§ **Written problem a**
Rewrite the dataset entries as a JSON list of strings, one per line, omitting blank lines. Start with the line containing "Above is an image. Please determine if any dormer" and continue through the end of the entries.
>> Start Given passage
You know what else I’m going to do from now on? Stop helping my mom “pass.”

The only people who prize red hair — other than those who have it — are older women who spend hours slathered in chemicals, wrapped in foil and baking beneath giant cone-shaped head kilns to achieve it.

My natural gingerhood allows my mom to fake hers without anyone suspecting. Sorry, no more. Next time a gravel-voiced sexagenarian comes up to me and says “oh, I see where you get your red hair,” instead of smiling politely, I’m going to tell her I get it from a mutation in my MC1R gene, while certain others get theirs from some dude at a salon named Narcisso.

But lastly, and most importantly, we need to change the ginger narrative to highlight all the good we’ve done.

Look at this list of notable gingers: Willie Nelson; Shaun White; Lucille Ball; original signer of the Declaration of Independence and coiner of the phrase “give me liberty or give me death” Patrick Henry; Dave Mustaine, guitarist/vocalist from Megadeth and original lead guitarist for Metallica until they kicked him out (not for being ginger, but for being a heroin addict); Danny Bonaduce; female professional wrestler The Fabulous Moolah; Lucky the Leprechaun; Red Skelton; former tennis star Boris Becker; Beaker from the Muppets; basketball player/announcer Bill Walton; that dude from the Harry Potter movies, the one who sweats Hermione; Judas Iscariot; Geri Halliwell (aka Ginger Spice); Napoleon; Seth Green; Gen. George Armstrong Custer; Winston Churchill; Eric the Red; Axl Rose and the Little Mermaid. Oh, and Bozo the Clown.
>> End Given passage
>> Start Input rows
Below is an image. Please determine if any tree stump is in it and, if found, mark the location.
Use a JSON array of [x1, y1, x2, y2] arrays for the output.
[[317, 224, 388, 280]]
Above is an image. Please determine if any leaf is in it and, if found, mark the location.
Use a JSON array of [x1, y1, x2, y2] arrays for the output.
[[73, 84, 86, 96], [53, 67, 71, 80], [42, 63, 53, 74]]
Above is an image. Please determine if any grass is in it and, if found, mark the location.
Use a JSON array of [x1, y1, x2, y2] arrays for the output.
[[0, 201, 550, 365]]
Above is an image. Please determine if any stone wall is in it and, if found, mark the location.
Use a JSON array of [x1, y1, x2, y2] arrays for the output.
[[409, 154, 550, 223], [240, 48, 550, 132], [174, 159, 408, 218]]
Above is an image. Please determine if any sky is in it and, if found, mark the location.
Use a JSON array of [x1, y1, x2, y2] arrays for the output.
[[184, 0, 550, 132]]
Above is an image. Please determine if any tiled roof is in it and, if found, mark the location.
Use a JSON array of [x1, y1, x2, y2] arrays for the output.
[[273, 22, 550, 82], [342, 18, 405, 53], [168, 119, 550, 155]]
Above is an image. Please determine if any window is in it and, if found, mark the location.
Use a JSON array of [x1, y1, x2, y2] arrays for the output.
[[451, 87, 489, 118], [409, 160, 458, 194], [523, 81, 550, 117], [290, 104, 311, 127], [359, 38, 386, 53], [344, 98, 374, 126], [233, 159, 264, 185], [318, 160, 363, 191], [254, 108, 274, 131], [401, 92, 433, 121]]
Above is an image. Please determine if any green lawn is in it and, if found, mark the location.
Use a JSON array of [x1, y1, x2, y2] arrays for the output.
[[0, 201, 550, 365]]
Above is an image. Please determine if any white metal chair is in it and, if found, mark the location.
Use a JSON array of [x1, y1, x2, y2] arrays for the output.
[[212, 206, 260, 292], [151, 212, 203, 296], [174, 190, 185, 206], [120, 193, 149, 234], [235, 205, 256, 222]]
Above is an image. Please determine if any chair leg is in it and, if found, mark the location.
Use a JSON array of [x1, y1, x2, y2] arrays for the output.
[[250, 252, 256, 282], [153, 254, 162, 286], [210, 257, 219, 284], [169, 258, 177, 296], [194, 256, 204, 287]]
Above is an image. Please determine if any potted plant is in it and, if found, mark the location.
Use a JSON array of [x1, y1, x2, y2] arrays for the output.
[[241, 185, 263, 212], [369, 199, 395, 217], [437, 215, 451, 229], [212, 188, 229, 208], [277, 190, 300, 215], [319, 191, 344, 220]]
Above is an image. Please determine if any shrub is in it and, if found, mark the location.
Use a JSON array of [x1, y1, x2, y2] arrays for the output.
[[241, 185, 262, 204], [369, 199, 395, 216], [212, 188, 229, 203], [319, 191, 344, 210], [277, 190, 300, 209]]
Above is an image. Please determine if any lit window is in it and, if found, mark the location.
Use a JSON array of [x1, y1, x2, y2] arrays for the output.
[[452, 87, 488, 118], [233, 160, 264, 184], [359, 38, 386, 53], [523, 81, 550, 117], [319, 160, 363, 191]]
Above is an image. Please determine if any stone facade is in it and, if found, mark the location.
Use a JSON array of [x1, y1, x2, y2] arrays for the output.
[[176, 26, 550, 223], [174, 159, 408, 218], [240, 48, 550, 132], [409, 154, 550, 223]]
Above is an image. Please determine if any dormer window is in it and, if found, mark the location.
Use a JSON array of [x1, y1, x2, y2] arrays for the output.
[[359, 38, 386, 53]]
>> End Input rows
§ **Written problem b**
According to the essay about red hair, why was Dave Mustaine kicked out of Metallica?

§ **Exercise result a**
[
  "Above is an image. Please determine if any dormer window is in it and, if found, mark the location.",
  "Use a JSON array of [x1, y1, x2, y2] arrays for the output.",
  "[[359, 38, 386, 53]]"
]

§ **Exercise result b**
He was kicked out for being a heroin addict, not for being ginger.